▸ Data supplied
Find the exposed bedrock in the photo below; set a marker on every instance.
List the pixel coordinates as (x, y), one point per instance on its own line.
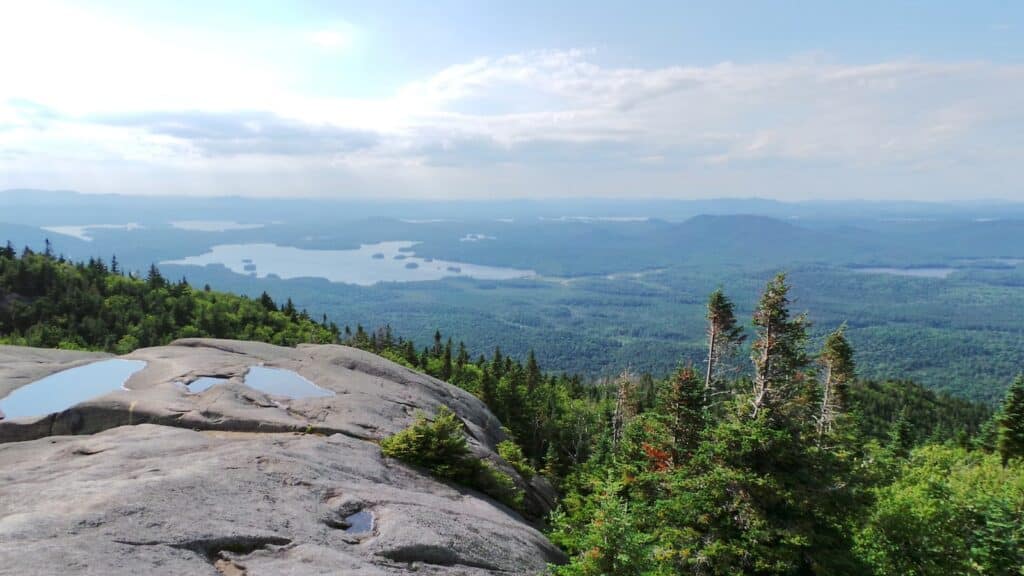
(157, 480)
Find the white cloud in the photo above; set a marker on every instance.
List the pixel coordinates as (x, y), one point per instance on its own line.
(95, 94)
(337, 38)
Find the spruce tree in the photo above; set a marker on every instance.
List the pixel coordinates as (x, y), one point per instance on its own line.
(724, 335)
(838, 371)
(532, 372)
(1011, 422)
(682, 402)
(778, 353)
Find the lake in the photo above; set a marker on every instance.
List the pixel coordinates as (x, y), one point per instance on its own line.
(82, 232)
(60, 391)
(212, 225)
(366, 265)
(910, 272)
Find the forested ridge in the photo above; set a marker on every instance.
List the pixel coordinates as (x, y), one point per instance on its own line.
(49, 302)
(780, 461)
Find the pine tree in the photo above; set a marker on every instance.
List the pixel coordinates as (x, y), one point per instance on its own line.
(154, 278)
(438, 348)
(838, 371)
(778, 354)
(625, 407)
(683, 403)
(446, 362)
(1011, 422)
(532, 372)
(724, 335)
(901, 436)
(267, 302)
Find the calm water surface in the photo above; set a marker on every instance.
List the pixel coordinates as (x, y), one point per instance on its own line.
(366, 265)
(64, 389)
(283, 382)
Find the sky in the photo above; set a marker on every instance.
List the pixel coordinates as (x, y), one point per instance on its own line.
(484, 99)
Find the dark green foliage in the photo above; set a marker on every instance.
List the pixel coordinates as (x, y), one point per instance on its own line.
(47, 301)
(930, 415)
(724, 336)
(778, 354)
(512, 453)
(1011, 422)
(948, 511)
(779, 491)
(838, 371)
(439, 446)
(682, 403)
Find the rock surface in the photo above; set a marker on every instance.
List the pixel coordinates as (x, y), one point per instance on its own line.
(230, 484)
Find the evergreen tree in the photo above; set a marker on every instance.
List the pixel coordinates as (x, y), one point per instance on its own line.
(778, 354)
(901, 435)
(838, 371)
(532, 372)
(436, 351)
(1011, 422)
(724, 336)
(682, 403)
(267, 302)
(446, 362)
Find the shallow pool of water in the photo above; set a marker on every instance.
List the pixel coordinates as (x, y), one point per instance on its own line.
(64, 389)
(359, 523)
(204, 383)
(283, 382)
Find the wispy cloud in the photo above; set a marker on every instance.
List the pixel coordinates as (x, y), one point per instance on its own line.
(531, 123)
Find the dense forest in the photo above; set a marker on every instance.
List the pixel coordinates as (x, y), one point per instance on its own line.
(765, 458)
(49, 302)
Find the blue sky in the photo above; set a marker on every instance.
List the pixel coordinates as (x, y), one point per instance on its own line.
(498, 99)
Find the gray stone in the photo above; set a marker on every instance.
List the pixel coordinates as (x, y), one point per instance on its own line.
(229, 482)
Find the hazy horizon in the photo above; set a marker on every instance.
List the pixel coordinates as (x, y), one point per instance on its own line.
(499, 100)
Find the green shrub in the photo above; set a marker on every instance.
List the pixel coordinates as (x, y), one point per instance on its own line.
(512, 454)
(439, 446)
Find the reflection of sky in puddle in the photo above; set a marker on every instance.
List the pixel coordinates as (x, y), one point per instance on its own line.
(283, 382)
(359, 523)
(385, 261)
(64, 389)
(204, 383)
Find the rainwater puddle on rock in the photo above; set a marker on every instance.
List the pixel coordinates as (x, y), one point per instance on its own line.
(283, 382)
(359, 523)
(204, 383)
(66, 388)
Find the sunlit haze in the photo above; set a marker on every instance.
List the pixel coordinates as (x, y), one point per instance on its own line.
(791, 100)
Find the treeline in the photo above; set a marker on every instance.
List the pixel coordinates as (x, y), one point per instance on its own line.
(788, 464)
(48, 301)
(778, 474)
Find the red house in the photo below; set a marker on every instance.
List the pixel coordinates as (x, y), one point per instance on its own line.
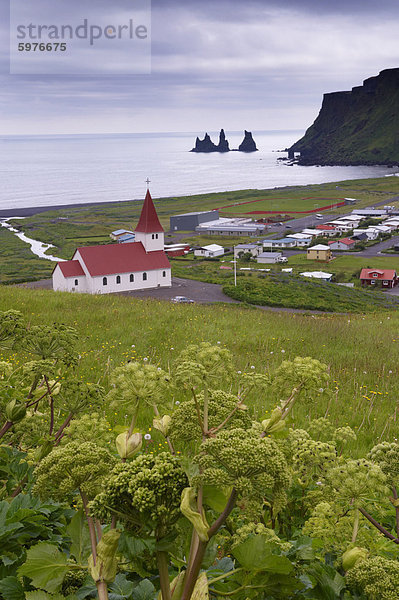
(388, 278)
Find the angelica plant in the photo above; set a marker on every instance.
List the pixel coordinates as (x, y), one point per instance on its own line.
(145, 495)
(80, 468)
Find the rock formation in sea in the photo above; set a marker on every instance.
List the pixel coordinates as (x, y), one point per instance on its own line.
(206, 145)
(247, 144)
(223, 145)
(358, 127)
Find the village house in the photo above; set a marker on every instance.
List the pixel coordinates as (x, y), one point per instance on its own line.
(372, 234)
(344, 244)
(301, 239)
(387, 278)
(319, 252)
(111, 268)
(271, 258)
(120, 233)
(252, 249)
(327, 230)
(282, 243)
(211, 251)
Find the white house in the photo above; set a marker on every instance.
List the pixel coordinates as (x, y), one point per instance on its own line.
(119, 267)
(372, 234)
(282, 243)
(342, 244)
(211, 251)
(252, 249)
(270, 257)
(312, 232)
(301, 239)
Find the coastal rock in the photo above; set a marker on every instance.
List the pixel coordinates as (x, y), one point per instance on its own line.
(358, 127)
(248, 143)
(205, 145)
(223, 145)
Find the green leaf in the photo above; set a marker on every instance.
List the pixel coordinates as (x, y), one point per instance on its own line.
(144, 590)
(255, 555)
(120, 588)
(46, 566)
(41, 595)
(11, 589)
(78, 531)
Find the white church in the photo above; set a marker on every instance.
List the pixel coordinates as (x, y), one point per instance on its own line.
(138, 265)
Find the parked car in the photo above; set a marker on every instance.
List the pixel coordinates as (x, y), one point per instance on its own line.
(182, 300)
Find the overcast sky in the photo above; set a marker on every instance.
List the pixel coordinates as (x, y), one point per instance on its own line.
(258, 64)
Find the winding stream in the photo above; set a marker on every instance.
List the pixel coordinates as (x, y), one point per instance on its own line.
(37, 248)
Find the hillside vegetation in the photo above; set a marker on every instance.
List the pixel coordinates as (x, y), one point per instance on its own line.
(362, 352)
(356, 128)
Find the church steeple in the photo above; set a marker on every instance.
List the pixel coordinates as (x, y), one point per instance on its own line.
(149, 230)
(149, 222)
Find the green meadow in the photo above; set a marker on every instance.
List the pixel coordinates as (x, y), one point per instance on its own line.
(362, 352)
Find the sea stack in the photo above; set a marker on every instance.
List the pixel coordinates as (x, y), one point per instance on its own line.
(223, 145)
(248, 143)
(205, 145)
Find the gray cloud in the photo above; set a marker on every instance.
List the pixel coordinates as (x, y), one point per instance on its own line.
(260, 65)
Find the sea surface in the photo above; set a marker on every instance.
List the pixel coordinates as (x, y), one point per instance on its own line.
(51, 170)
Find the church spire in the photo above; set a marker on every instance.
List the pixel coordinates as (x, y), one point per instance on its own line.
(149, 222)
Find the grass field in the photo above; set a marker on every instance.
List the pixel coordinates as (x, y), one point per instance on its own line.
(362, 352)
(72, 227)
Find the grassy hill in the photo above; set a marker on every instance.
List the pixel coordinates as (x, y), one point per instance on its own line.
(362, 352)
(357, 127)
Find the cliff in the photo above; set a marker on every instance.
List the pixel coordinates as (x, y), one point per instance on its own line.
(360, 127)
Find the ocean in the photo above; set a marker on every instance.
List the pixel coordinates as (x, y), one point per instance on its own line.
(51, 170)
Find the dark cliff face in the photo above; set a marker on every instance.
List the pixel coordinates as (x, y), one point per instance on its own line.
(356, 127)
(248, 144)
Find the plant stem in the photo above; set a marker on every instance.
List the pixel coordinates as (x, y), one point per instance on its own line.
(102, 590)
(355, 526)
(395, 495)
(65, 424)
(92, 531)
(379, 526)
(5, 428)
(206, 407)
(192, 573)
(163, 562)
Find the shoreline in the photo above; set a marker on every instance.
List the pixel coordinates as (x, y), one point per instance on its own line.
(30, 211)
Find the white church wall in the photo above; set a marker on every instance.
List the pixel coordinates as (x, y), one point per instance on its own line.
(153, 279)
(68, 284)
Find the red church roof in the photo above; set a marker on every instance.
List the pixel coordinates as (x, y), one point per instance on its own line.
(121, 258)
(386, 274)
(149, 222)
(71, 268)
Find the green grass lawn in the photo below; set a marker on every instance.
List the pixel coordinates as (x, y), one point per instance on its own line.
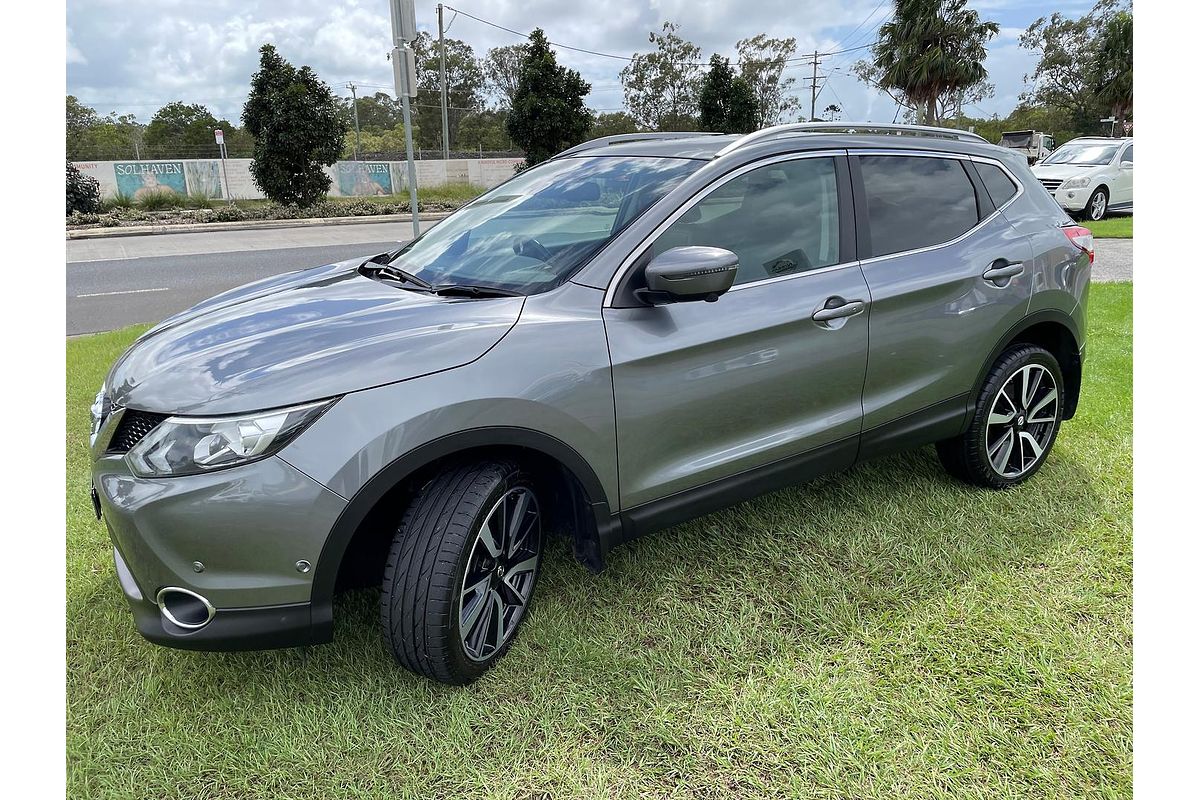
(1111, 228)
(880, 633)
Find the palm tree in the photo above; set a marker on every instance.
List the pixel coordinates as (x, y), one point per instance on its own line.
(1114, 65)
(931, 48)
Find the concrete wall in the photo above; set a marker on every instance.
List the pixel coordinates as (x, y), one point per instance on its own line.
(349, 178)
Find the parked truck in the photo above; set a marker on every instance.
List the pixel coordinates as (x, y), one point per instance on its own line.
(1035, 144)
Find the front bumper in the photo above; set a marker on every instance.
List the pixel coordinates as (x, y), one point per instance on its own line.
(239, 537)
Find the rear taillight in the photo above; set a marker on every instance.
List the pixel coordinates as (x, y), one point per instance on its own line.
(1081, 238)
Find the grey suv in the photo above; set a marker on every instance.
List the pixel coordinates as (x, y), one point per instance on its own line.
(637, 331)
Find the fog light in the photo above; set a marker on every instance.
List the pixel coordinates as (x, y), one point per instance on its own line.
(185, 608)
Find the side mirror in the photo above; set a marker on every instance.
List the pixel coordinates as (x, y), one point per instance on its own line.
(689, 274)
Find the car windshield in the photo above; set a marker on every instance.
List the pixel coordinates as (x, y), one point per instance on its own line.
(532, 233)
(1084, 155)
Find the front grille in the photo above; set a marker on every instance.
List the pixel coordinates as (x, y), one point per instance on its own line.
(132, 428)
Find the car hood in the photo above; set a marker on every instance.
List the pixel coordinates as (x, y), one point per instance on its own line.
(1065, 170)
(299, 337)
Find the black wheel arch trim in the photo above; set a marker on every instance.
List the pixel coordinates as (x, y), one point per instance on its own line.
(592, 513)
(1071, 372)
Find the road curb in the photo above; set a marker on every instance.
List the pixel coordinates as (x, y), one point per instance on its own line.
(251, 224)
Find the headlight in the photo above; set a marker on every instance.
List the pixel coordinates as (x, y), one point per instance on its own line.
(183, 445)
(100, 409)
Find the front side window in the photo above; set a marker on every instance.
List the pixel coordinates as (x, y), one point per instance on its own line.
(1083, 155)
(532, 233)
(915, 202)
(779, 220)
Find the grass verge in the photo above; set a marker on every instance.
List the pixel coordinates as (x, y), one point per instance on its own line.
(1111, 228)
(879, 633)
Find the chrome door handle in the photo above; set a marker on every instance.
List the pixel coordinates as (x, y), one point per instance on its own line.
(847, 308)
(1002, 270)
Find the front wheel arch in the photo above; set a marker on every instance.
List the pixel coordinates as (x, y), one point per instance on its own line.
(583, 505)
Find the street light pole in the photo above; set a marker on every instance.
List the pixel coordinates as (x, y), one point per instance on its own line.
(445, 115)
(358, 144)
(403, 30)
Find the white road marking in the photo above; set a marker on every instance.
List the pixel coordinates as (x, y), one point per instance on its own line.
(106, 294)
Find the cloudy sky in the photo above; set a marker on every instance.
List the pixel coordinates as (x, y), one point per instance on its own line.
(132, 56)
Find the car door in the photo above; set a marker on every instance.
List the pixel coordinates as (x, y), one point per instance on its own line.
(769, 377)
(948, 277)
(1122, 180)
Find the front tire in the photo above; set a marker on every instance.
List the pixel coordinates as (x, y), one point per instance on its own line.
(461, 571)
(1014, 425)
(1097, 205)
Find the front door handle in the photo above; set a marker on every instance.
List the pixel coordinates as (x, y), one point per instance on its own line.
(1002, 270)
(847, 308)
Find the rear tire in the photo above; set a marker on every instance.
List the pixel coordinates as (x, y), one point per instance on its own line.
(461, 571)
(1014, 425)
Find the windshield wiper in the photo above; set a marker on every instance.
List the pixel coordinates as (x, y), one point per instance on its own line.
(473, 290)
(396, 274)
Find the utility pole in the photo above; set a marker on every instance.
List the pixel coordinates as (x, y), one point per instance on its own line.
(403, 30)
(813, 103)
(358, 144)
(445, 114)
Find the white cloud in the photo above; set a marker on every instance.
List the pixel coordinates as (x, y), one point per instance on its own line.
(142, 54)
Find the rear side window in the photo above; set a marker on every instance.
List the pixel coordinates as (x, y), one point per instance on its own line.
(915, 202)
(997, 182)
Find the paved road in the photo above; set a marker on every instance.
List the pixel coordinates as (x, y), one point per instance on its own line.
(129, 280)
(124, 281)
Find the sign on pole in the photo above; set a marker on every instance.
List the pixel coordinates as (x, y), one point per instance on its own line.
(403, 19)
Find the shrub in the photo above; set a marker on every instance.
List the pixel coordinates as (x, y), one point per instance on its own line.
(159, 200)
(83, 192)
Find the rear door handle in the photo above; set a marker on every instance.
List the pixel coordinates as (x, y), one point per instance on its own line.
(1002, 270)
(847, 308)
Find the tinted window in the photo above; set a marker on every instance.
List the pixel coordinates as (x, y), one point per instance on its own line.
(779, 220)
(997, 182)
(916, 202)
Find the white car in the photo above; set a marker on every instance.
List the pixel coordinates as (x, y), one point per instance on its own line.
(1090, 176)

▸ Problem
Reproduce exactly the lines from the one with "Find the utility" through the end of the entries above, both ends included.

▸ Reply to the task
Find the utility pole in the photo above; set a marker on every instance.
List the pixel coordinates as (x, y), one point per instance on its own line.
(403, 30)
(813, 103)
(358, 144)
(445, 114)
Find the white cloud in the photo above; set a marker on every instance.
List the pixel coordinates as (x, y), one point per instance on its own line.
(142, 54)
Find the rear side window in the photo above; set a marker on every instance.
List the pixel coordinates as (x, y), one point per instance on its own line.
(915, 202)
(997, 182)
Find the paved road in the photo above; set a marker on every instance.
List the pixel coordinates as (x, y), one point per instance on its own line.
(129, 280)
(124, 281)
Find the sign on pole in the photo above; set a marker on every instance.
List the pixel coordinates as (x, y), one point per instance on its own line.
(403, 19)
Find the shrub in the photo above; set a marker on every instance.
List the pixel coordinates as (x, y), one point per instance on its own line.
(159, 200)
(83, 192)
Find the rear door handle in the photo above; set a marker on every instance.
List the pixel coordinates as (x, y), one point per instance on its own line.
(1002, 270)
(847, 308)
Find the tinted window in the photo above; set a marker on every instance.
List the pixel coordinates as (x, y), one point per instance on its own line.
(779, 220)
(997, 182)
(916, 202)
Find the white car in the photo above; set a marker on every instance.
List the pixel coordinates as (x, y), one point per instance on its own line.
(1090, 176)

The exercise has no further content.